PAGE EXTRACT>
'''
TEMPO.CO, Jakarta - According to the Indonesian Archipelago Indigenous People Alliance (AMAN) data, hundreds of community members have been criminalized in various parts of the country with the majority of them being implicated in land issues. Even though for generations they have lived on their lands, some of them are now either under the control of corporations or converted into national parks. “Like a rat that dies in a rice barn,” said AMAN’s Secretary-General Rukka Sombolinggi in a special interview with Tempo last Monday, June 8.
Rukka explained that violence against the indigenous communities kept recurring because there was no specific law to protect their constitutional rights. In a recent incident, Bongku bin Jelodan of the Sukai tribe in Bengkalis, Riau, was sentenced by the Bengkalis District Court’s panel of judges to one year in prison for clearing land to plant yam. He had no idea that his ancestral land had been taken over by a company. “The government has given concessions to corporations without people's knowledge," said Rukka. Bongku was freed last Wednesday, June 10, through an assimilation program under the Covid-19 prevention and control policy.
With Tempo, Rukka talked about conflicts that continue to beleaguer the indigenous people, the urgent need to get the customary law community bill enacted, to how the communities are responding to the recent pandemic.
Hundreds of indigenous people have been criminalized in the conflicts with companies. Why does this continue to happen?
Criminalization is just one of many forms of violence they face because as of now there is no legal certainty for the indigenous peoples. If you trace the problem to its root, you’ll find it is a structural problem, a policy problem. The Constitution acknowledges the indigenous people. Clause 2 of Article 18-B and clause 3 of Article 28-I recognize them and their customary and collective rights. Unfortunately, that’s all there is to it. They only exist in the Constitution. There is no specific law created to safeguard these rights. The government has no holistic guidelines to administer, protect and fulfill the indigenous peoples' rights.
'''
TASKS TO COMPLETE>
• 1. In the interview about Indonesia's indigenous communities, what sentence did the Bengkalis District Court give Bongku bin Jelodan?
• 2. Can you write the next part of the interview about Indonesia's indigenous communities, picking up after its final sentence?
The records that follow come from a different source than the interview.

INFORMATION GIVEN>
'''
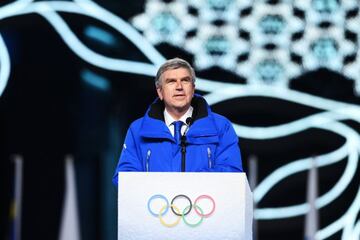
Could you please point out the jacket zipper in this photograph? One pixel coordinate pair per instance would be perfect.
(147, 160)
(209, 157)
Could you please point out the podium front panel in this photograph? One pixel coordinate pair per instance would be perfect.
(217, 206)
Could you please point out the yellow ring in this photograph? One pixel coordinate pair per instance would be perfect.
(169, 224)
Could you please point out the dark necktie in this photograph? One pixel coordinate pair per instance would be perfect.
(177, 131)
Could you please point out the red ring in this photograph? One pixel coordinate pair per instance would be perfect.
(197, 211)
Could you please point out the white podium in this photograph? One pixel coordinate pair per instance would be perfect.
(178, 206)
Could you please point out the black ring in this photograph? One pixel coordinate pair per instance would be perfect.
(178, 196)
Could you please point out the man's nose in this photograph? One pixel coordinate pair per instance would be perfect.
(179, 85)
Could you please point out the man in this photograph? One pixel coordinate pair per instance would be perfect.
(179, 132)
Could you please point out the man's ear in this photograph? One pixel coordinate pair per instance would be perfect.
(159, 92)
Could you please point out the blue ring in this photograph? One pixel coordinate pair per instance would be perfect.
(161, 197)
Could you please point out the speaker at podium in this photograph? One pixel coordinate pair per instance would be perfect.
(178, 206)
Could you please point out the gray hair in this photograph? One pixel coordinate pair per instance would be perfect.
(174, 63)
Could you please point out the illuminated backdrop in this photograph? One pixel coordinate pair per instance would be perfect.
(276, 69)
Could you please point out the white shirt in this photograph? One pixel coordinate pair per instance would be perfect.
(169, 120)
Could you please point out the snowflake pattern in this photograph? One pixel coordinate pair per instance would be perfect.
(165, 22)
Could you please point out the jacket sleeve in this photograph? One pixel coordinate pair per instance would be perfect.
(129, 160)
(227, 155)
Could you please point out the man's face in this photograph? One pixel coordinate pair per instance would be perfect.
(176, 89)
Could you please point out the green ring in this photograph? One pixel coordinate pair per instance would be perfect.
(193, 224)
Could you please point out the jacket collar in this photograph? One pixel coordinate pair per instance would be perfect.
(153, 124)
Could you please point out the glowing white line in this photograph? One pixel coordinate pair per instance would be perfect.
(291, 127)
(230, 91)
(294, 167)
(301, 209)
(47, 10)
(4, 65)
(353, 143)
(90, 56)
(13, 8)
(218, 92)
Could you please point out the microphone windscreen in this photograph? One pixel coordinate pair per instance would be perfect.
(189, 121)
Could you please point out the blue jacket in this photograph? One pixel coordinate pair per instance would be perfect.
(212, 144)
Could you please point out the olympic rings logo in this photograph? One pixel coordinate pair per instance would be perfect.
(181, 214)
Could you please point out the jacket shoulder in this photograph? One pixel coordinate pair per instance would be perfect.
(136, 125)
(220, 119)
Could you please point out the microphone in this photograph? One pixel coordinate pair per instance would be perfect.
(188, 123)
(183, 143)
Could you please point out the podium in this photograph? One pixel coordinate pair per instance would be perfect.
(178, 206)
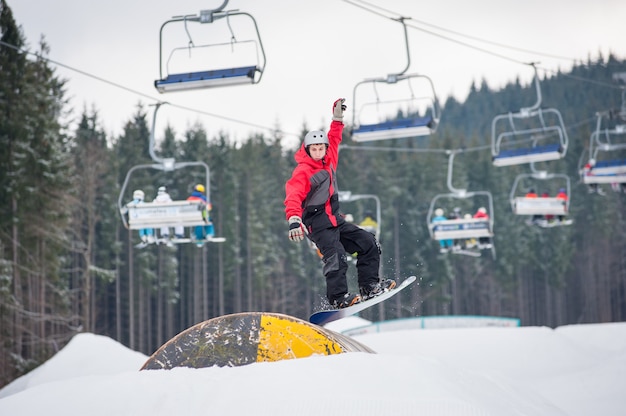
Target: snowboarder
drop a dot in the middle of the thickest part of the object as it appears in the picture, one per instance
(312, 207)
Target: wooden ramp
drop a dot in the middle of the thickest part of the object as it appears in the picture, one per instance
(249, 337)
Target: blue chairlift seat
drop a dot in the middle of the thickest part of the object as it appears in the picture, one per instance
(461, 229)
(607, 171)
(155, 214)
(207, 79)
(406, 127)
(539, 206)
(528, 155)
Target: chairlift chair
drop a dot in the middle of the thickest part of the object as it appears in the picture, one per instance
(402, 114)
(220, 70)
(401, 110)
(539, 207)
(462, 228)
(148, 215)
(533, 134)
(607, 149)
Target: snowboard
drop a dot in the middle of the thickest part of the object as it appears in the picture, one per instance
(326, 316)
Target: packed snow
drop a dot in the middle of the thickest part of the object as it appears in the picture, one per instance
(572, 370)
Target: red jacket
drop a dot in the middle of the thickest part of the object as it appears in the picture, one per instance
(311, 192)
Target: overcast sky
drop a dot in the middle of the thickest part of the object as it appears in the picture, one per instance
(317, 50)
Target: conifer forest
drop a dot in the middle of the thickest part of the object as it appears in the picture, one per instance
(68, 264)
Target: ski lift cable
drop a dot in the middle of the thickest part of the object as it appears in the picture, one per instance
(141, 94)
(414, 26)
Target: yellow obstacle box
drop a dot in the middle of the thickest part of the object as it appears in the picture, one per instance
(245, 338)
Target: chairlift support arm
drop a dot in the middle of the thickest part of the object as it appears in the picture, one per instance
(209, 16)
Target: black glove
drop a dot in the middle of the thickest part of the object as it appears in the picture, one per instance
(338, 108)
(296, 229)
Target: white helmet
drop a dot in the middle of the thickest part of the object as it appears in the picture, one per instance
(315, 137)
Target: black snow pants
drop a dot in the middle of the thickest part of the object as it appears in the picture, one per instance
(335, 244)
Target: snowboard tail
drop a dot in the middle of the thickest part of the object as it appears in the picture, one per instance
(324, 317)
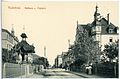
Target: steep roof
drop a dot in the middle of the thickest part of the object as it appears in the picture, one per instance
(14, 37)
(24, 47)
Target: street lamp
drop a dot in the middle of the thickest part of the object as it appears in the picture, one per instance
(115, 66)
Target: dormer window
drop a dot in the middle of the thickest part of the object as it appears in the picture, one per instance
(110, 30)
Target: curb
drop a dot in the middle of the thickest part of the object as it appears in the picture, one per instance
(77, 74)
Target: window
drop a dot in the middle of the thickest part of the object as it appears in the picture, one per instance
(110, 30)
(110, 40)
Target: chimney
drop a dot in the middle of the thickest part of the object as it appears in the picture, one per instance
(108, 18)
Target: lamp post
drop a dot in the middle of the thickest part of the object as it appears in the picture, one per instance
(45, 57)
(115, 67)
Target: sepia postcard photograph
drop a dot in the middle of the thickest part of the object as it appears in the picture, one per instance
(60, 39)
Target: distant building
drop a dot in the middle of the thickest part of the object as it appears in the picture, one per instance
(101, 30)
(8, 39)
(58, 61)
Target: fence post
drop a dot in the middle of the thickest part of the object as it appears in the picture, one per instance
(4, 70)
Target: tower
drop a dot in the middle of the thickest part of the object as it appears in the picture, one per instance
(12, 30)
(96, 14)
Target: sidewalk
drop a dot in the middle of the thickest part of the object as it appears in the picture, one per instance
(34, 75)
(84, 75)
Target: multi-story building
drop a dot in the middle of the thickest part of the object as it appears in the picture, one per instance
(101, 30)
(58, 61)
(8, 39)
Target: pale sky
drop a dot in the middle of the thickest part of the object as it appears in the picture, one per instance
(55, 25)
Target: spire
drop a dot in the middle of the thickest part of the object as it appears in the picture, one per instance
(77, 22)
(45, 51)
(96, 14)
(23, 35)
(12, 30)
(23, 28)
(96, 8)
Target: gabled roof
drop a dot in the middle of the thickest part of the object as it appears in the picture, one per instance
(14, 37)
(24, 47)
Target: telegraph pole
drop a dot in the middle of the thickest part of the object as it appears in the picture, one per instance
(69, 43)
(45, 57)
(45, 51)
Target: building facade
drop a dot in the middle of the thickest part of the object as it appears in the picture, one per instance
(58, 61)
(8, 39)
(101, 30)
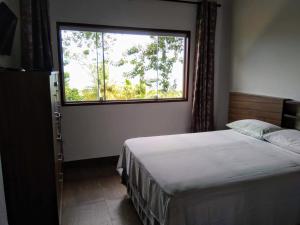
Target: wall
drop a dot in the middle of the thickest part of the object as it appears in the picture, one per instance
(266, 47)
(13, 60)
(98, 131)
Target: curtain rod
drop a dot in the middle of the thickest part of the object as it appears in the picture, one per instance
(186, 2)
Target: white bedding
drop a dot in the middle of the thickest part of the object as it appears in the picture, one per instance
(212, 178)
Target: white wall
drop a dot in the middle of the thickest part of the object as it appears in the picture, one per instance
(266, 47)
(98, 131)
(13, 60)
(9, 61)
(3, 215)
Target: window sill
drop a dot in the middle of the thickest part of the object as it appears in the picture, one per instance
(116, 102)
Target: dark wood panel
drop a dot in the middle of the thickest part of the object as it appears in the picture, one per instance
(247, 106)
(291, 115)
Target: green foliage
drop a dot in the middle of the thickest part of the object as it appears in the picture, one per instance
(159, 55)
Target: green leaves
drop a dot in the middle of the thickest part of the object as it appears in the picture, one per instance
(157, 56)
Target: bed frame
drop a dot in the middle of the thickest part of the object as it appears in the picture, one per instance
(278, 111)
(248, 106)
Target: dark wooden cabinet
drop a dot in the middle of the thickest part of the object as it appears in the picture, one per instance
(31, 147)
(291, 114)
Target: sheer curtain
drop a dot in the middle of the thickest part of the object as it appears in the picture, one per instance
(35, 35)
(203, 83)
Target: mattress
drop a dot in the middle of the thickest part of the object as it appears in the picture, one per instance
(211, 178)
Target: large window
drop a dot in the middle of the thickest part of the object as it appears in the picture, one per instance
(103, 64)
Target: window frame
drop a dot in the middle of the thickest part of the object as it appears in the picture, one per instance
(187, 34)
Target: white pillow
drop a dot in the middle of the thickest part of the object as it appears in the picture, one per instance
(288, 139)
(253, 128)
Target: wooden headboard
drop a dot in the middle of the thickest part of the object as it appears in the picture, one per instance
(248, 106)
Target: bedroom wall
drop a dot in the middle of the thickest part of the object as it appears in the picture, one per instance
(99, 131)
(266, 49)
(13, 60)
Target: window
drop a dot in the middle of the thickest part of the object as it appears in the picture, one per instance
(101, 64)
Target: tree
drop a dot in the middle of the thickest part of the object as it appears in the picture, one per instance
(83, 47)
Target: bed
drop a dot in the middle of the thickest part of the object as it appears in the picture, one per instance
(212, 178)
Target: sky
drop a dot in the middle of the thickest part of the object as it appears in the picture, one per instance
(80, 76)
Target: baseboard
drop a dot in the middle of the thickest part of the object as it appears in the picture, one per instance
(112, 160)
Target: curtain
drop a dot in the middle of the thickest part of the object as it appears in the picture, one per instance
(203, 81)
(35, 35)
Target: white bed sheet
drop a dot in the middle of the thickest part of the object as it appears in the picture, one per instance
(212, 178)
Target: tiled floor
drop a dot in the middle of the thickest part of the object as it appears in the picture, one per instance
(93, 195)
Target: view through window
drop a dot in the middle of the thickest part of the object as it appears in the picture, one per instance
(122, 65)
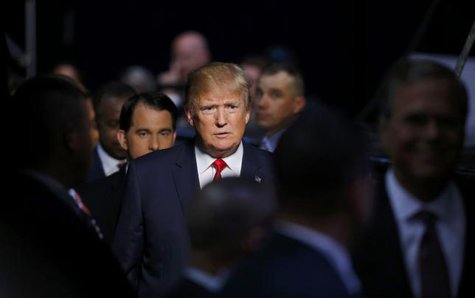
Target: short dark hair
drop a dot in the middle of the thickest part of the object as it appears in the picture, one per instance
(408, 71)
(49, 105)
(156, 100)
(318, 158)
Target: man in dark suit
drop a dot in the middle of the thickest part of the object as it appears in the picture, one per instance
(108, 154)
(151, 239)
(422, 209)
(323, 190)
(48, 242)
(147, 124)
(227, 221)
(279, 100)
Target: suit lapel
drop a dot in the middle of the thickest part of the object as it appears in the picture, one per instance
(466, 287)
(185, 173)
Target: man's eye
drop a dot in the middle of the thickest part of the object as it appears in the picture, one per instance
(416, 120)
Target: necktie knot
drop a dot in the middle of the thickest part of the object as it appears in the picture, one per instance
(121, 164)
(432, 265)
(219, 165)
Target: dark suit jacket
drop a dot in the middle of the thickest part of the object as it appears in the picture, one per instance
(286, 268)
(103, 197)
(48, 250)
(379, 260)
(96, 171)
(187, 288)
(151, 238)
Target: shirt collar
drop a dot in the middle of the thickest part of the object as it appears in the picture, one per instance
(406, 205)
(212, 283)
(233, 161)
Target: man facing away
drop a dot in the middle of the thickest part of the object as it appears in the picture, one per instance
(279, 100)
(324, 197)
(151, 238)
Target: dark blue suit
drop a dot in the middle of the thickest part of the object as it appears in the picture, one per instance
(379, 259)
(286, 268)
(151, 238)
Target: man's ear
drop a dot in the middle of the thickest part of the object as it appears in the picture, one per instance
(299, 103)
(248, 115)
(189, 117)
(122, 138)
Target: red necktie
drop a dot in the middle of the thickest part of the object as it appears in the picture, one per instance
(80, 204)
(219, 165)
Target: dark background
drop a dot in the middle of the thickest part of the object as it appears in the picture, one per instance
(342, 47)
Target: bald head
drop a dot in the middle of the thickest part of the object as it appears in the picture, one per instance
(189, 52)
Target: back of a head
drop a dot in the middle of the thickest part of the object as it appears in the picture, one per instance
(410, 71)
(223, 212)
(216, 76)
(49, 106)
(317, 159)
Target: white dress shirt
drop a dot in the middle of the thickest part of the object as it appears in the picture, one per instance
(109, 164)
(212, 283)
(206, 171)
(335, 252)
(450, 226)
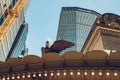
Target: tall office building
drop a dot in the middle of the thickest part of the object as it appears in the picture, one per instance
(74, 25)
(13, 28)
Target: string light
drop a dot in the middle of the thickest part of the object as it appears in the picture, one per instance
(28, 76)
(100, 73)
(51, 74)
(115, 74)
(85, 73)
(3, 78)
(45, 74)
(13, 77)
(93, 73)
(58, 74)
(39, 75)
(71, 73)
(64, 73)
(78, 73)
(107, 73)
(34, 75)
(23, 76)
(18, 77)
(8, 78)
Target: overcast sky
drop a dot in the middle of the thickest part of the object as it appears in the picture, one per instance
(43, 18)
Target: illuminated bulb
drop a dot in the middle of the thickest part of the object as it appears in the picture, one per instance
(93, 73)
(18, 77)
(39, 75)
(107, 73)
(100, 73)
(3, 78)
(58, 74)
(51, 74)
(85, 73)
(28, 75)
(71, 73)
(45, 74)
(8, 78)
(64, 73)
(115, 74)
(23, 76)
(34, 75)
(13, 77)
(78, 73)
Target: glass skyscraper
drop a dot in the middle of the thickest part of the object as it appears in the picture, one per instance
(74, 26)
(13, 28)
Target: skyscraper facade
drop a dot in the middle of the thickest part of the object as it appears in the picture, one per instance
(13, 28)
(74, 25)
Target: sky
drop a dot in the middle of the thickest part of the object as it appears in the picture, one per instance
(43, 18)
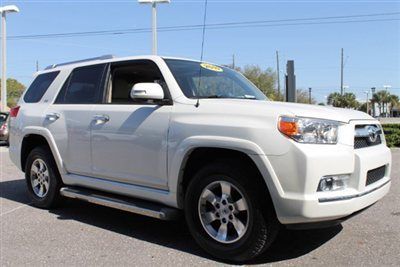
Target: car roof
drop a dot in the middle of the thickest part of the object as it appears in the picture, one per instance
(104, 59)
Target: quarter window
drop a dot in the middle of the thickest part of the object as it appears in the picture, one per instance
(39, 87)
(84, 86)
'''
RESULTS OF THE TASKS>
• 1. One year in prison.

• 2.
What are the impacts of the absence of special laws for the indigenous peoples?
It gave birth to many (unjust) laws targeting indigenous lands. All these lands are considered unoccupied and land rights were given to corporations via permits and concessions. Even though some laws recognize the indigenous peoples, the regulations are biased. There are many contradictory and overlapping laws. Sectoral arrogance among the ministries has led to fragmented administration of the indigenous communities. It’s like living in a huge room with many disconnected, windowless, or door-less rooms. It’s like being trapped in a labyrinth.
What rights does the Constitution actually give to the indigenous peoples?
The above-mentioned interrelated articles recognize the customary law communities and their traditional rights. These articles raise the issue of the hereditary rights of the indigenous communities. The Constitution from the beginning acknowledges the existence of the indigenous peoples and the rights they already had before Indonesia gained independence. In these customary rights are collective rights, among others to determine their own fate, to self-government and to determine economic, social and cultural development priorities on their own. So, there shouldn’t be any forced development.
How about land rights?
The constitution guarantees their rights to land and to all individual rights, for example, the right to enjoy public services, education, health and administrative services, and the right to vote. The political right is a fundamental right, isn’t it? But everything is still vague because there is no law.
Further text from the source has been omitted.